▸ **What you are asked to do**:
At the line containing "Target: stone ledge", start repeating the entries exactly, and continue through the last line.

▸ **Records**:
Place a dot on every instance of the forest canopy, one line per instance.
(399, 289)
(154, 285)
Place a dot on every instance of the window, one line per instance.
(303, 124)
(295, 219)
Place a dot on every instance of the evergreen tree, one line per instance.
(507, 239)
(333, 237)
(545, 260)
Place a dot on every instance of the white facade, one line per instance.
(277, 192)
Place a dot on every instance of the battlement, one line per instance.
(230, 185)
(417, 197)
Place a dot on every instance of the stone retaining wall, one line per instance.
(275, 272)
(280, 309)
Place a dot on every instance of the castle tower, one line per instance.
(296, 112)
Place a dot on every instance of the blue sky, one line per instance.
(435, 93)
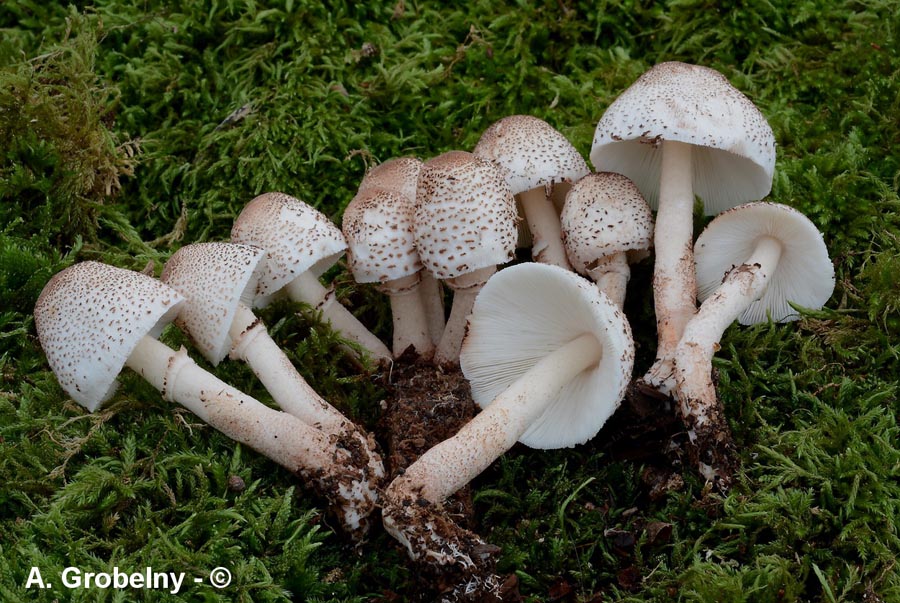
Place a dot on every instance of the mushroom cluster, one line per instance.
(548, 353)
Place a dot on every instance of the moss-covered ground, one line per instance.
(130, 128)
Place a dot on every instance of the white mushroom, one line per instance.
(534, 158)
(378, 226)
(772, 256)
(605, 219)
(93, 319)
(218, 282)
(682, 130)
(548, 357)
(301, 244)
(401, 175)
(465, 226)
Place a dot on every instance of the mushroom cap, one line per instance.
(465, 215)
(604, 214)
(734, 147)
(214, 279)
(378, 226)
(400, 175)
(531, 153)
(91, 316)
(296, 237)
(529, 310)
(804, 276)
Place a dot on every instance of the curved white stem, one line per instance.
(465, 290)
(693, 359)
(674, 277)
(453, 463)
(432, 294)
(611, 275)
(307, 288)
(409, 316)
(543, 221)
(285, 439)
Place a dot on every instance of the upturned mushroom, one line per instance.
(682, 130)
(605, 219)
(93, 319)
(401, 175)
(301, 244)
(772, 256)
(218, 282)
(548, 357)
(378, 226)
(465, 226)
(534, 157)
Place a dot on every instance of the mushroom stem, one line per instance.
(306, 288)
(453, 463)
(300, 448)
(674, 278)
(409, 316)
(543, 221)
(253, 345)
(611, 275)
(433, 299)
(465, 290)
(696, 392)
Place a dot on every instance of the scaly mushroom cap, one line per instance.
(378, 226)
(214, 278)
(527, 311)
(296, 237)
(91, 316)
(465, 215)
(604, 214)
(804, 276)
(531, 153)
(734, 148)
(400, 175)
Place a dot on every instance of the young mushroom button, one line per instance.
(534, 157)
(218, 282)
(604, 221)
(682, 130)
(772, 256)
(93, 319)
(548, 357)
(378, 226)
(465, 225)
(401, 175)
(301, 244)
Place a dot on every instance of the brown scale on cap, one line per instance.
(465, 215)
(296, 236)
(531, 153)
(400, 175)
(378, 226)
(90, 317)
(604, 214)
(695, 105)
(215, 278)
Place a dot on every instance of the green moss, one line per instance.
(127, 129)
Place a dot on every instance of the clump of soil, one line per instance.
(425, 406)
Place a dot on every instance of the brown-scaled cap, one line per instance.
(378, 226)
(214, 278)
(91, 316)
(400, 175)
(465, 215)
(734, 147)
(604, 214)
(296, 237)
(531, 153)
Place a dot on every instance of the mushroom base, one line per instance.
(456, 558)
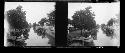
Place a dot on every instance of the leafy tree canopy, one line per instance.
(83, 19)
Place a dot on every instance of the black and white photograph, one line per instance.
(29, 24)
(93, 24)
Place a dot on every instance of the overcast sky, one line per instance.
(103, 11)
(35, 10)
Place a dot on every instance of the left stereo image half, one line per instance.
(29, 24)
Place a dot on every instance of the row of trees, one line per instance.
(17, 21)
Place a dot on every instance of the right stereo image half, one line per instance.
(93, 24)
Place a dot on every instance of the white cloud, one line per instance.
(35, 10)
(103, 11)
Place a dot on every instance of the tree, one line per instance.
(83, 19)
(42, 21)
(17, 21)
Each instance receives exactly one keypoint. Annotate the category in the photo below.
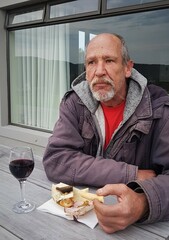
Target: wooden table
(39, 225)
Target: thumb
(112, 189)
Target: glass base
(23, 207)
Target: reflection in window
(39, 74)
(44, 60)
(123, 3)
(26, 17)
(73, 7)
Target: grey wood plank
(161, 228)
(39, 225)
(6, 235)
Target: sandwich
(74, 201)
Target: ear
(128, 68)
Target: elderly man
(113, 130)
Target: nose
(100, 69)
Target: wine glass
(21, 165)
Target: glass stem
(22, 187)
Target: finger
(106, 210)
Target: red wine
(21, 168)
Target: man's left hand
(131, 207)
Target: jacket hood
(137, 84)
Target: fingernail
(100, 191)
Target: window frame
(134, 8)
(72, 16)
(23, 10)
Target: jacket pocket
(129, 152)
(89, 139)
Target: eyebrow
(104, 57)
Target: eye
(109, 60)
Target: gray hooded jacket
(75, 153)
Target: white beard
(101, 95)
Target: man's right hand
(145, 174)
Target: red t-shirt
(113, 117)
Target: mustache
(102, 80)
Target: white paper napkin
(50, 206)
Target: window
(26, 16)
(73, 7)
(122, 3)
(45, 58)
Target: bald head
(111, 39)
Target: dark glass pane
(123, 3)
(26, 17)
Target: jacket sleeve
(66, 161)
(157, 188)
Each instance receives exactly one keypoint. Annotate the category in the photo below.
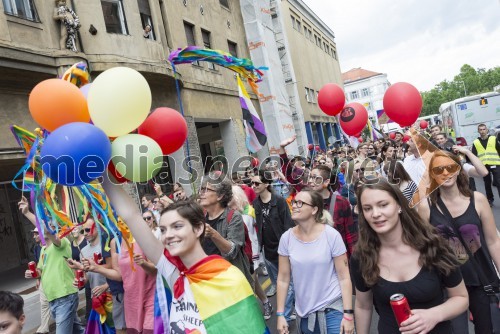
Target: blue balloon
(75, 154)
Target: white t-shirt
(184, 314)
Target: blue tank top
(469, 225)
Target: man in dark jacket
(273, 218)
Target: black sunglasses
(299, 203)
(453, 168)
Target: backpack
(247, 248)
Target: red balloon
(167, 127)
(402, 103)
(353, 118)
(331, 99)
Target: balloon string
(181, 107)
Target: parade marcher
(337, 206)
(314, 254)
(210, 295)
(78, 241)
(273, 219)
(453, 207)
(44, 304)
(147, 202)
(396, 174)
(240, 203)
(487, 149)
(150, 219)
(56, 278)
(398, 253)
(139, 284)
(224, 231)
(12, 317)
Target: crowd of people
(387, 217)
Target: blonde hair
(239, 199)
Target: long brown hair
(462, 178)
(435, 253)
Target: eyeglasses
(300, 203)
(316, 179)
(205, 190)
(85, 230)
(453, 168)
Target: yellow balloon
(136, 157)
(119, 101)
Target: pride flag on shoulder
(256, 136)
(222, 295)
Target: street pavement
(32, 303)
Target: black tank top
(469, 225)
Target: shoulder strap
(482, 276)
(229, 216)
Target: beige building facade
(310, 60)
(112, 33)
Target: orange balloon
(55, 102)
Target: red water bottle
(400, 307)
(80, 277)
(97, 258)
(32, 268)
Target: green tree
(468, 82)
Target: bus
(462, 116)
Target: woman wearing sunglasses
(150, 219)
(314, 255)
(398, 253)
(451, 203)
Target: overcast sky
(421, 42)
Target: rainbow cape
(224, 298)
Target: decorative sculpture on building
(69, 25)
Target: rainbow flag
(224, 298)
(256, 136)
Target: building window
(189, 30)
(114, 16)
(205, 35)
(146, 20)
(24, 9)
(308, 95)
(224, 3)
(233, 48)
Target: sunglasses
(300, 203)
(85, 230)
(205, 189)
(453, 168)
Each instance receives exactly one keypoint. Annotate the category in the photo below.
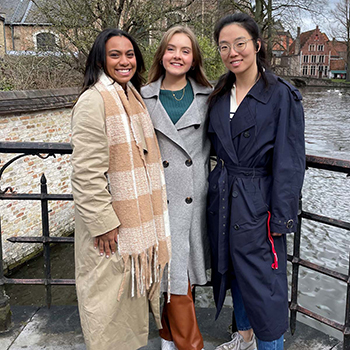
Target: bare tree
(341, 28)
(79, 21)
(269, 12)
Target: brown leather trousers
(179, 322)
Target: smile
(236, 62)
(123, 71)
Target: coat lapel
(243, 119)
(163, 124)
(220, 121)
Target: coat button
(290, 223)
(188, 200)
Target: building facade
(25, 31)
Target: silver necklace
(173, 93)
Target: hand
(106, 243)
(276, 234)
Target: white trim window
(45, 40)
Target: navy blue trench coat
(254, 190)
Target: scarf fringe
(146, 273)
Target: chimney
(297, 42)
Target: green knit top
(178, 105)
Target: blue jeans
(243, 323)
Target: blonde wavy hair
(196, 72)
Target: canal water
(327, 116)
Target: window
(45, 42)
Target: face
(178, 56)
(238, 62)
(120, 59)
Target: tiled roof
(303, 39)
(337, 64)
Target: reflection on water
(327, 128)
(327, 134)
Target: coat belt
(228, 173)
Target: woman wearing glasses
(256, 127)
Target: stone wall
(34, 116)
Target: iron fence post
(346, 340)
(46, 234)
(5, 311)
(295, 271)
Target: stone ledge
(36, 100)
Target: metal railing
(51, 149)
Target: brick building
(25, 31)
(315, 52)
(312, 54)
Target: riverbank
(59, 328)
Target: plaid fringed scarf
(137, 186)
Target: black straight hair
(226, 81)
(96, 59)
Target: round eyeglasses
(239, 46)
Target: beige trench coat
(107, 324)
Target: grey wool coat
(185, 149)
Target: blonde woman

▸ **Your solution**:
Target: stone ledge
(36, 100)
Target: metal railing
(51, 149)
Target: brick building
(25, 31)
(315, 52)
(312, 54)
Target: riverbank
(59, 328)
Target: plaid fringed scarf
(137, 186)
Target: black straight hair
(226, 81)
(96, 59)
Target: round eyeglasses
(239, 46)
Target: beige trench coat
(107, 324)
Target: grey wool coat
(185, 149)
Target: blonde woman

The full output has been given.